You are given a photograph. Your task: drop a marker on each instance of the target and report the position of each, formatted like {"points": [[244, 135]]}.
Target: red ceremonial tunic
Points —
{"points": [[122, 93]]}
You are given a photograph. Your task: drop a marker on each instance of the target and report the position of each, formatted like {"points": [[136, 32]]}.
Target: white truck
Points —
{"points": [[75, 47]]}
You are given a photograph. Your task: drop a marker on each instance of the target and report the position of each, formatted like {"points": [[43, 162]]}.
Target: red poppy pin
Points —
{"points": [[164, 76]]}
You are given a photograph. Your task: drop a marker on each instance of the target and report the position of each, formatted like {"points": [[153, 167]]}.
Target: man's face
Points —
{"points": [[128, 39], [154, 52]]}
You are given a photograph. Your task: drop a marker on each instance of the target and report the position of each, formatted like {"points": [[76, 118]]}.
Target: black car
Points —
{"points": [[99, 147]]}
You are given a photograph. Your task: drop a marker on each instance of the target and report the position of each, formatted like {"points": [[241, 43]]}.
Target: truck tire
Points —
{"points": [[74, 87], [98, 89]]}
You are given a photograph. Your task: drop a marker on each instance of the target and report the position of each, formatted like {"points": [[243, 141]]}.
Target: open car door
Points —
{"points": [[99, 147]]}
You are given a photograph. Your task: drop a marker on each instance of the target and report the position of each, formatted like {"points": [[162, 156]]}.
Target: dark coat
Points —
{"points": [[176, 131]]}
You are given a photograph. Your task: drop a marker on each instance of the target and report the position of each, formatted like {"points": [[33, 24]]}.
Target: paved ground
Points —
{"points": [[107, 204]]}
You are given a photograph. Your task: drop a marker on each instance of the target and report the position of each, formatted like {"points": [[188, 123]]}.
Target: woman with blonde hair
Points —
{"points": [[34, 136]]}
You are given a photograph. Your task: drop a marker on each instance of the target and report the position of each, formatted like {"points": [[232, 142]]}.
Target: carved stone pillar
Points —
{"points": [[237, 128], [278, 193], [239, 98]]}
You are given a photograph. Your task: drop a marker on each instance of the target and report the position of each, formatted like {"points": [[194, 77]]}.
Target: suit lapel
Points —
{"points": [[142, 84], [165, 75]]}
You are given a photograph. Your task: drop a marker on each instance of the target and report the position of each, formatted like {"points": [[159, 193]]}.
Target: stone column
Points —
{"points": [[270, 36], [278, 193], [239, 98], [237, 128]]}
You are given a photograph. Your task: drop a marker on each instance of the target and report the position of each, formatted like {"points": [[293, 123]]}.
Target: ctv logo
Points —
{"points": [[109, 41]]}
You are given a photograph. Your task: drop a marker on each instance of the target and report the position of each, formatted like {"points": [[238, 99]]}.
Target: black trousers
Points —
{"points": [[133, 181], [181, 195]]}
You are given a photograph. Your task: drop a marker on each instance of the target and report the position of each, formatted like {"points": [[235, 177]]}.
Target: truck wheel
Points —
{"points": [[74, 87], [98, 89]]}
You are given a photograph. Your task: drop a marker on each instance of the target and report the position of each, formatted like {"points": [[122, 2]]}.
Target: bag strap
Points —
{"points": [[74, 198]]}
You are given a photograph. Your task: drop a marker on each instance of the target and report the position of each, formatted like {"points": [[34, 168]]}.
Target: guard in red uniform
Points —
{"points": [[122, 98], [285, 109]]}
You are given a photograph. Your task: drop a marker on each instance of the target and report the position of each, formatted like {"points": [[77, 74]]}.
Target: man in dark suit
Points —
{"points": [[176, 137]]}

--

» **What is asked**
Every record above needs to be repeated word for word.

» **Exercise solution**
You are given a photograph. Your task: drop a marker on each instance of the target and report the position of each, formatted like {"points": [[244, 135]]}.
Target: red ceremonial tunic
Points —
{"points": [[122, 93]]}
You are given a photograph. Your task: drop a marker on each instance of the target and report the position of each, formatted like {"points": [[136, 32]]}.
Target: white truck
Points —
{"points": [[75, 47]]}
You are given a photograph. Your task: drop a marker on each instance of the target and report the position of each, formatted like {"points": [[43, 162]]}.
Target: red poppy pin
Points —
{"points": [[164, 76]]}
You are given a photograph. Your task: drop a marker on each instance of the target and report the position of each, formatted like {"points": [[153, 167]]}.
Target: man's face
Points —
{"points": [[128, 39], [154, 52]]}
You are given a photograph. Your task: drop a marker on each instance of the target and report the position of each, formatted like {"points": [[76, 118]]}.
Target: black car
Points —
{"points": [[99, 147]]}
You are given a photograph. Your task: drop a marker on each instance of the target and report the position of each, formatted like {"points": [[241, 43]]}.
Target: truck tire
Points —
{"points": [[74, 87], [98, 89]]}
You are given a photograph. Your task: drop a marker on each instance of the target and report the position of each, formatted like {"points": [[243, 141]]}.
Target: open car door
Points —
{"points": [[99, 147]]}
You are given a photograph. Your task: drop a marker on each instance of the target and report the position of each, formatted like {"points": [[162, 156]]}.
Target: dark coat
Points —
{"points": [[176, 131]]}
You are given a photograph. Your task: drop a marker on each instance of the target and report the position of each, formatted like {"points": [[33, 24]]}.
Target: paved ground
Points —
{"points": [[107, 204]]}
You are given a photograph. Your task: drop a marker on each instance of the target and report the position of each, formatted like {"points": [[188, 123]]}.
Target: woman with blonde hair
Points —
{"points": [[34, 136]]}
You are given a photograph. Your task: drop a marker on each instance of the target and report the position of each, formatted like {"points": [[232, 142]]}.
Target: carved stone pillar
Points —
{"points": [[237, 128], [278, 193], [239, 98]]}
You are given a photograph. Your task: drop a marker on each instance of the target and report the position of each, formatted like {"points": [[194, 77]]}.
Target: suit lapel
Points —
{"points": [[142, 84], [165, 75]]}
You are given a photograph. Your task: drop a marker on each instance of the target and report the position of each, formatted like {"points": [[159, 193]]}.
Target: stone column
Points —
{"points": [[270, 36], [278, 193], [239, 98], [237, 128]]}
You are given a photograph. Your task: drop a marker on each instance of the target and report the position of each, formatted like {"points": [[293, 123]]}.
Target: ctv logo
Points —
{"points": [[109, 41]]}
You are given a photograph. Your task: drop a marker on each instance of the target and report the position of each, formatted like {"points": [[238, 99]]}.
Target: black trousers
Points —
{"points": [[133, 181], [181, 195]]}
You are given a photograph. Your task: drop a marker on each instance of the target and report the position of each, formatted like {"points": [[235, 177]]}.
Target: truck wheel
Points —
{"points": [[74, 87], [98, 89]]}
You are given a photograph. Your task: drop a marker on each instance of the target and report the position of each, formatted like {"points": [[122, 2]]}.
Target: bag strap
Points —
{"points": [[74, 198]]}
You are given a photograph. Your task: drop a marker on each instance of the target and report the position of each, formatted like {"points": [[34, 168]]}.
Target: guard in red uniform
Points —
{"points": [[122, 98], [285, 109]]}
You are given a photograph. Your task: drop a marker on each instance of the target and report the position of each, formatted like {"points": [[77, 74]]}.
Target: man in dark suit
Points —
{"points": [[176, 137]]}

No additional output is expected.